» YOUR TASK
Extract every line from the entries below that contains the word "Please", counting a line only if the letters match in case.

» STORED DATA
--

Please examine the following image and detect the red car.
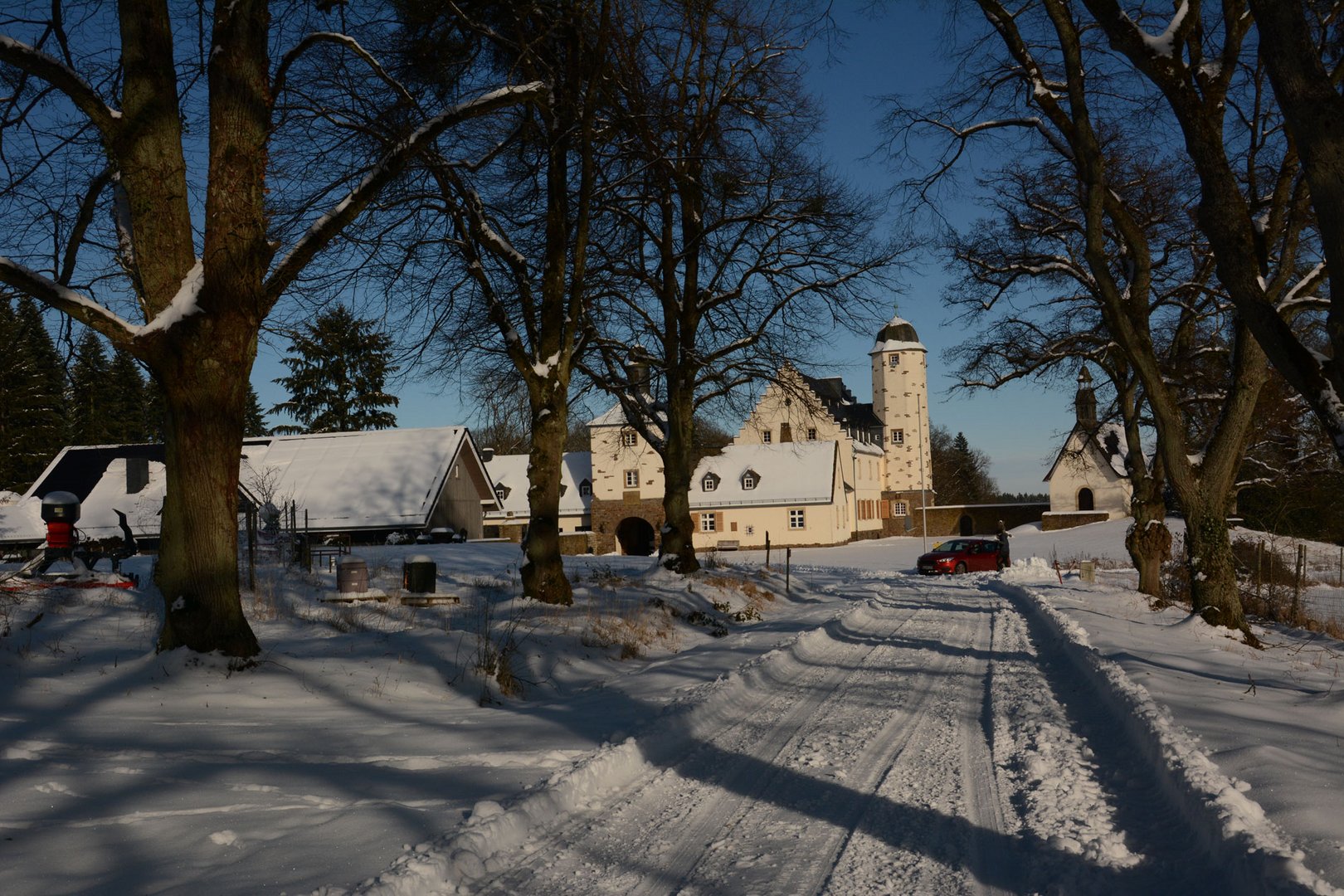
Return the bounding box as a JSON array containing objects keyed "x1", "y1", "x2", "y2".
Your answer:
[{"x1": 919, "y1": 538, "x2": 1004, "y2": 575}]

--

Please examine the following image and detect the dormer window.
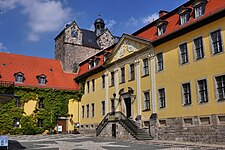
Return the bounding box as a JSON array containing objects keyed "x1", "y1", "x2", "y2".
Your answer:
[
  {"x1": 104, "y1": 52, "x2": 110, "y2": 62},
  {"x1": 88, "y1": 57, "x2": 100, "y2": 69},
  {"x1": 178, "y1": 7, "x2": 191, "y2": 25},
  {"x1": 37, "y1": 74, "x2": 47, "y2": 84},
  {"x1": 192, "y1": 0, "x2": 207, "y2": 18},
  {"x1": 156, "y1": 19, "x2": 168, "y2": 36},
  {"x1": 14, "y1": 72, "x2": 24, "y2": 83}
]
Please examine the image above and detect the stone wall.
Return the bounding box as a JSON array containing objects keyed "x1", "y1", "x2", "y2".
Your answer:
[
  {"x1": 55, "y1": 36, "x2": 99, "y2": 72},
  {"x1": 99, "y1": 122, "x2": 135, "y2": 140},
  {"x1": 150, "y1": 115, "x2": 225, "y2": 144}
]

--

» PROBLEM SOLUTION
Please examine the following image and detect the red car.
Please examine the following image and detect the dormer window.
Please examine the image above and detect the stone wall.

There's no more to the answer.